[Excerpt from a dataset]
____
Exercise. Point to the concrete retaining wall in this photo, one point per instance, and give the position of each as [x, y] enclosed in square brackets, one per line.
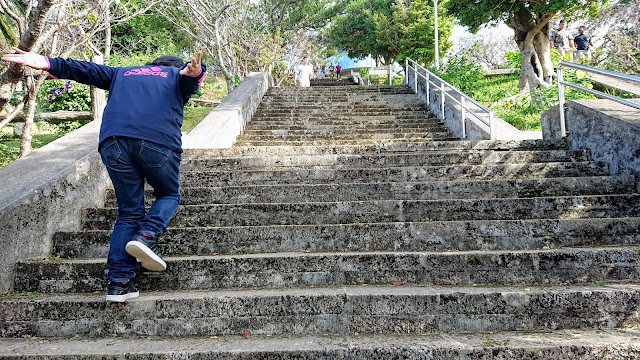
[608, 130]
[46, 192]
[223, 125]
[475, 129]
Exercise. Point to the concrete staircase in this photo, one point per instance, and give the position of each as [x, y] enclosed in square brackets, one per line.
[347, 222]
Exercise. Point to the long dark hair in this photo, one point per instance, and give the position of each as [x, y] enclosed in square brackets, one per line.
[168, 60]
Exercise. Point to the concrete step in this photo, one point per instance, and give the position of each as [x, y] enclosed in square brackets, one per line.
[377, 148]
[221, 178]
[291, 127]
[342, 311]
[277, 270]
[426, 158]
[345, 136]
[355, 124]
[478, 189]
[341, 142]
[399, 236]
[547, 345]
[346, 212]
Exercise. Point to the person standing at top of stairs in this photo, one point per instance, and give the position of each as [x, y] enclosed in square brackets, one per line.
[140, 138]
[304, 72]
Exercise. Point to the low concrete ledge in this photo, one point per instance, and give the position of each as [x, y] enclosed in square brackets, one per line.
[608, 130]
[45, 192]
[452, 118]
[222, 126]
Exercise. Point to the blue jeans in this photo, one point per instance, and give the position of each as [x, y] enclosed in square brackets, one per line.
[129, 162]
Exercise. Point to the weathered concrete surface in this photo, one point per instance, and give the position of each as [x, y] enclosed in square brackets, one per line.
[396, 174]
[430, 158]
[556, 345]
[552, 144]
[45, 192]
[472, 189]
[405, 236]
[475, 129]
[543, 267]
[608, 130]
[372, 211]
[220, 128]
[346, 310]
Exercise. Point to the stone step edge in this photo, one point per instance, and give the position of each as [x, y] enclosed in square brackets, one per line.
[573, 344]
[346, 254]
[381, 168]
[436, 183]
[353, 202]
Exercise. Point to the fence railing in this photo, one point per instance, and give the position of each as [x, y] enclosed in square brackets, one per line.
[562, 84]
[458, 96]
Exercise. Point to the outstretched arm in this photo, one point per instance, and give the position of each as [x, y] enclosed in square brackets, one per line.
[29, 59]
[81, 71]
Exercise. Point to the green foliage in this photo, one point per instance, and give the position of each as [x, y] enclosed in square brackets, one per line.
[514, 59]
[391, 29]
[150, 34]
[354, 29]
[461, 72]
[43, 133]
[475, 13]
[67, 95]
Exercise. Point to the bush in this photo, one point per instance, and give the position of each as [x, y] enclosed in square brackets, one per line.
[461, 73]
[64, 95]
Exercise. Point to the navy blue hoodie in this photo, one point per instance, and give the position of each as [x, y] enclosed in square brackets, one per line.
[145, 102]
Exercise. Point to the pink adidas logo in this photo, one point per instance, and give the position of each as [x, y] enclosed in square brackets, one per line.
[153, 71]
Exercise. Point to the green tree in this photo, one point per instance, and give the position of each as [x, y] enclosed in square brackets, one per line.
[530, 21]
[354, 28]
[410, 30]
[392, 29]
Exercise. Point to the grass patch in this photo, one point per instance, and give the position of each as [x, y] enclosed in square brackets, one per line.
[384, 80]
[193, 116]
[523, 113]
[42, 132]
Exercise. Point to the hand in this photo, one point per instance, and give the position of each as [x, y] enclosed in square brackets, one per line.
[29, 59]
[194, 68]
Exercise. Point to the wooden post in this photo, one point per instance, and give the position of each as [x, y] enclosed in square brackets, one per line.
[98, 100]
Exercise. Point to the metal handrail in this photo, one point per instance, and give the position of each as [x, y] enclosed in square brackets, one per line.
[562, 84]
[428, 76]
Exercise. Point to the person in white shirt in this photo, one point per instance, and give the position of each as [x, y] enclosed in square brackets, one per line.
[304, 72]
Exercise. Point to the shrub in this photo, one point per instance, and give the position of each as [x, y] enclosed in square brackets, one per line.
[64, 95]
____
▶ [Goal] Only the lines from the one holding "Exercise. Point to the green tree" through the end of the listing should be given again, exactly and with both ends included.

▶ [Exercise output]
Exercise. Point to the green tree in this photo, one point per instance, and give the position of each as [x, y] enclosed in square brackets, one per line.
[530, 21]
[354, 28]
[410, 30]
[392, 29]
Exercise. Point to the grass patch in this photo, one point per instance, and give the position of each as [x, y] enclosed in square brackets, one per line.
[384, 80]
[193, 116]
[523, 113]
[42, 132]
Exercise. Point to the hand in this photo, one point per instance, and give the position of each as [x, y] enclosed in square brackets, one per line.
[29, 59]
[194, 68]
Exercise. Point to the wooden post in this photo, one point per instance, and give the position of each as [x, y] enclosed in square brackets, one per line.
[98, 100]
Exercise. Point to the metal handrail in this photo, one point per instance, and give the position of each as [x, y] enclosed in square brackets, one per line.
[562, 84]
[428, 76]
Exercise. Point to the person in white shirt in this photo, one point per instance, and give the position of each as [x, y] enclosed in square brackets, one per line.
[304, 72]
Exercise. Point to the shrub in this photo, one point per instance, and give the position of each as [x, y] enclosed in square brackets, one per line.
[64, 95]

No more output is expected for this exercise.